# Source text
In re Ralph L. JENKINS, Debtor.
Allyne Leigh JENKINS, Plaintiff,
v.
Ralph L. JENKINS, Defendant.
Bankruptcy No. 95-71934, Adv. No. 95-7177.
United States Bankruptcy Court, C.D. Illinois.
September 4, 1996.*103 Edward T. Graham, Jr., Taylorville, IL, for Allyne Jenkins.
Michael J. Logan, Springfield, IL, for Ralph Jenkins.
OPINION
LARRY L. LESSEN, Bankruptcy Judge.
Before the Court is Count II of Plaintiff's Complaint, which seeks a determination that Debtor's obligation to Plaintiff under the terms of a Supplemental Judgment for Dissolution of Marriage is nondischargeable pursuant to § 523(a)(15) of the Bankruptcy Code. Count I of Plaintiff's Complaint, which sought a denial of Debtor's discharge pursuant to § 727 of the Bankruptcy Code, was withdrawn at the commencement of the trial in this matter.
Ralph L. Jenkins ("Debtor") and Allyne Leigh Jenkins ("Plaintiff") were married on March 19, 1990, and divorced on April 20, 1995. During the pendency of the dissolution proceedings, a Supplemental Judgment for Dissolution of Marriage was entered by the Circuit Court of Christian County, Illinois. The divorce court ordered Debtor to pay Plaintiff (i) $564.01 of Plaintiff's wages which Debtor converted after the parties' separation, (ii) $2,300.00 to equalize the asset distribution between the parties, and (iii) $2,500.00 for an apportionment of attorney fees and costs. At the time Debtor filed his voluntary petition herein on September 27, 1995, he had not made any of the ordered payments to Plaintiff set forth above. Plaintiff filed her Complaint herein on December 29, 1995, seeking a determination that these *104 obligations are nondischargeable pursuant to § 523(a)(15) of the Bankruptcy Code.
Section 523(a)(15) provides as follows:
(a) A discharge under section 727, 1141, 1228(a), 1228(b), or 1328(b) of this title does not discharge an individual debtor from any debt
(15) not of the kind described in paragraph (5) that is incurred by the debtor in the course of a divorce or separation or in connection with a separation agreement, divorce decree or other order of a court of record, a determination made in accordance with State or territorial law by a governmental unit unless
(A) the debtor does not have the ability to pay such debt from income or property of the debtor not reasonably necessary to be expended for the maintenance or support of the debtor or a dependent of the debtor and, if the debtor is engaged in a business, for the payment of expenditures necessary for the continuation, preservation, and operation of such business; or
(B) discharging the debt would result in a benefit to the debtor that outweighs the detrimental consequences to a spouse, former spouse, or child of the debtor.

# Data listing

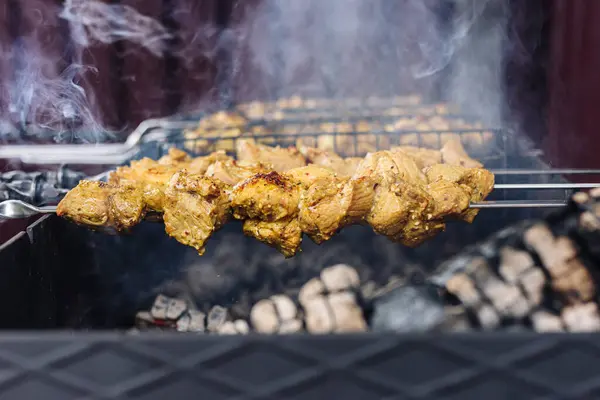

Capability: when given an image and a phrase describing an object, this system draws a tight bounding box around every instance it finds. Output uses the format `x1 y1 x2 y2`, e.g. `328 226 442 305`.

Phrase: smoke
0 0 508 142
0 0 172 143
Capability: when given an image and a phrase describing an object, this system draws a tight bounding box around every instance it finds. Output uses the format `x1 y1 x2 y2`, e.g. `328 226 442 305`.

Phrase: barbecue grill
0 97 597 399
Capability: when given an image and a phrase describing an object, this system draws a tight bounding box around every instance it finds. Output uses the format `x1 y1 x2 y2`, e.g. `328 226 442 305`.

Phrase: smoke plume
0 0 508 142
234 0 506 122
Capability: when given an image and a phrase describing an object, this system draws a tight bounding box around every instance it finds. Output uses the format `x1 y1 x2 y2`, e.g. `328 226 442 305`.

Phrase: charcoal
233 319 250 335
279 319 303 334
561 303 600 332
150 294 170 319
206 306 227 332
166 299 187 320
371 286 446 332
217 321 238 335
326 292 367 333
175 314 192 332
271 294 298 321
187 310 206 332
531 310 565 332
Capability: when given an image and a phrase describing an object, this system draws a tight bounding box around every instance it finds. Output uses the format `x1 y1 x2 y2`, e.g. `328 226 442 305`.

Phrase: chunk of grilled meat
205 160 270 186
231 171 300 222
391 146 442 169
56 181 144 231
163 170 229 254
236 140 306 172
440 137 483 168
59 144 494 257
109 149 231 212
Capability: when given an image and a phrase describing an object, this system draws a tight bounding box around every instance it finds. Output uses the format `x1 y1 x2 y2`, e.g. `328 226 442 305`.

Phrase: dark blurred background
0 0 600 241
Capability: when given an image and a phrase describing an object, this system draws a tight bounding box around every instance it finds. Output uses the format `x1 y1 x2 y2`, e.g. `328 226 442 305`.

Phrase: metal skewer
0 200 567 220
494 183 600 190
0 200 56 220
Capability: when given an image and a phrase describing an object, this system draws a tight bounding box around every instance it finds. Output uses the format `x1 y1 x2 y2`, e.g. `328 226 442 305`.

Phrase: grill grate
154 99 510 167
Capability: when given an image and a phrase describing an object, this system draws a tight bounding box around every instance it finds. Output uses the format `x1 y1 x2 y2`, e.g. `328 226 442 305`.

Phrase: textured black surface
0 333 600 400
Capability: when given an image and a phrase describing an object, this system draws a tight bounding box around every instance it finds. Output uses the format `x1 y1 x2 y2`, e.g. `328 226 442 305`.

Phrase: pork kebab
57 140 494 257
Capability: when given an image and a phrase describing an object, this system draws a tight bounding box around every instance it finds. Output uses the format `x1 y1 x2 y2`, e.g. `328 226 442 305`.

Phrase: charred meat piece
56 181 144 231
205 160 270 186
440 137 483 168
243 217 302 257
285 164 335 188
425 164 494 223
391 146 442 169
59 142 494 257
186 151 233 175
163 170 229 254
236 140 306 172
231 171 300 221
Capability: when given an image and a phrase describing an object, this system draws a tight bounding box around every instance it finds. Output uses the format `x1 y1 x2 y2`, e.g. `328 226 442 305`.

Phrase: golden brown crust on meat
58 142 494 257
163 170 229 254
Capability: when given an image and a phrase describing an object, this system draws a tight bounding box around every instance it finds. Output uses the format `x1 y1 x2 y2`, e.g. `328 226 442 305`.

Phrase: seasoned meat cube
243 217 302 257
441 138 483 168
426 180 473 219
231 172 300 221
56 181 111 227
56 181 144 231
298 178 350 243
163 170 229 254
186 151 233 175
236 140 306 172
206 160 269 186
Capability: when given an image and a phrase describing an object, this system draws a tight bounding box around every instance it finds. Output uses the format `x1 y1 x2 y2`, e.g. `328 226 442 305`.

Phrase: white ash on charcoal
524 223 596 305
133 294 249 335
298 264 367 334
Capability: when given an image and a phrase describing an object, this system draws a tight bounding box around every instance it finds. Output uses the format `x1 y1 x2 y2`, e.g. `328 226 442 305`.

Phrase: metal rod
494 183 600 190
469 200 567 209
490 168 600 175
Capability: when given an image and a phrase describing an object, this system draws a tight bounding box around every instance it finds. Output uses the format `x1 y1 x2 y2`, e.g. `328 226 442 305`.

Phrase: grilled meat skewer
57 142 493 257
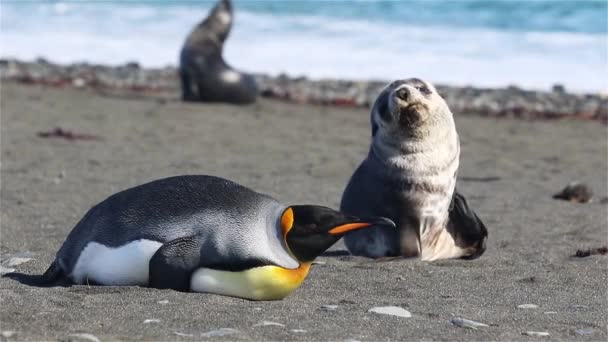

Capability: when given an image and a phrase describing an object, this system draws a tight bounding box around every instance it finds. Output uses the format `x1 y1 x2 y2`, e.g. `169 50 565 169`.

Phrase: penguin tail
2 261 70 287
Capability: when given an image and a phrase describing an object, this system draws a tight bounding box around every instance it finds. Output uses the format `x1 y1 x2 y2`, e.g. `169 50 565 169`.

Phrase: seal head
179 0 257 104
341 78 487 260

# To do
- a) From the bankruptcy opinion's quotation of § 523(a)(15), list every section number given in clause (a) as a section under which a discharge is granted.
- b) Take the bankruptcy opinion further, writing on from the point where it stops.
The lines above have no connection to the bankruptcy opinion.

# Solved problems
- a) 727, 1141, 1228(a), 1228(b), 1328(b)

- b)
11 U.S.C. § 523(a)(15).
The legislative history of § 523(a)(15) indicates that this relatively new subsection adds a new exception to discharge for some debts arising out of a divorce decree or separation agreement that are not in the nature of alimony, maintenance or support [which are and have been nondischargeable under § 523(a)(5)]. It was acknowledged that, in some cases, divorcing spouses have agreed to make payments of marital debts, holding the other spouse harmless for those debts, in exchange for smaller alimony payments than would otherwise be required. In other cases, spouses have agreed to lower alimony based on a larger property settlement. Thus, if such "hold harmless" and property settlement obligations were not found to be in the nature of alimony, maintenance, or support, they would have been dischargeable before the enactment of § 523(a)(15). This subsection now makes such obligations nondischargeable in instances where the debtor has the ability to repay them and the detriment to the non-debtor spouse from their nonpayment outweighs the benefit to the debtor of discharging the debts. Hence, the debt will remain dischargeable if payment of the debt would reduce the debtor's income below that necessary for the support of the debtor and the debtor's dependents. The debt will also be discharged if the benefit to the debtor of discharging it outweighs the harm to the obligee. 140 Cong.Rec. H10752, H10770 (daily ed. Oct. 4, 1994) (statement of Chairman Brooks).
To prevail under § 523(a)(15), Plaintiff must establish that she has a claim against Debtor, other than the type set forth in § 523(a)(5), that was awarded by a court in the course of a divorce proceeding or separation. In re Paneras, 195 B.R. 395 (Bankr.N.D.Ill.1996) citing In re Silvers, 187 B.R. 648 (Bankr.W.D.Mo.1995). Once Plaintiff demonstrates this (and it is conceded in our case), the burden shifts to Debtor to show either (1) that he lacks the ability to pay the debt at issue, or (2) that the discharge would be more beneficial to Debtor than detrimental to Plaintiff. Paneras, supra at 403; In re Hill, 184 B.R. 750, 754 (Bankr.N.D.Ill.1995). The debt will remain dischargeable if paying the debt would reduce the Debtor's income below that necessary for the support of the Debtor and the Debtor's dependents. Hill, supra at 754. Because this language mirrors the disposable income test found in 11 U.S.C. § 1325(b)(2), most courts utilize an analysis similar to that used in determining disposable income in Chapter 13 cases. Id. at 755; In re Smither, 194 B.R. 102 (Bankr.W.D.Ky.1996); In re Carroll, 187 B.R. 197, 200 (Bankr.S.D.Ohio 1995); In re Phillips, 187 B.R. 363, 369 (Bankr.M.D.Fla.1995); In re Hesson, 190 B.R. 229, 237 (Bankr.D.Md.1995).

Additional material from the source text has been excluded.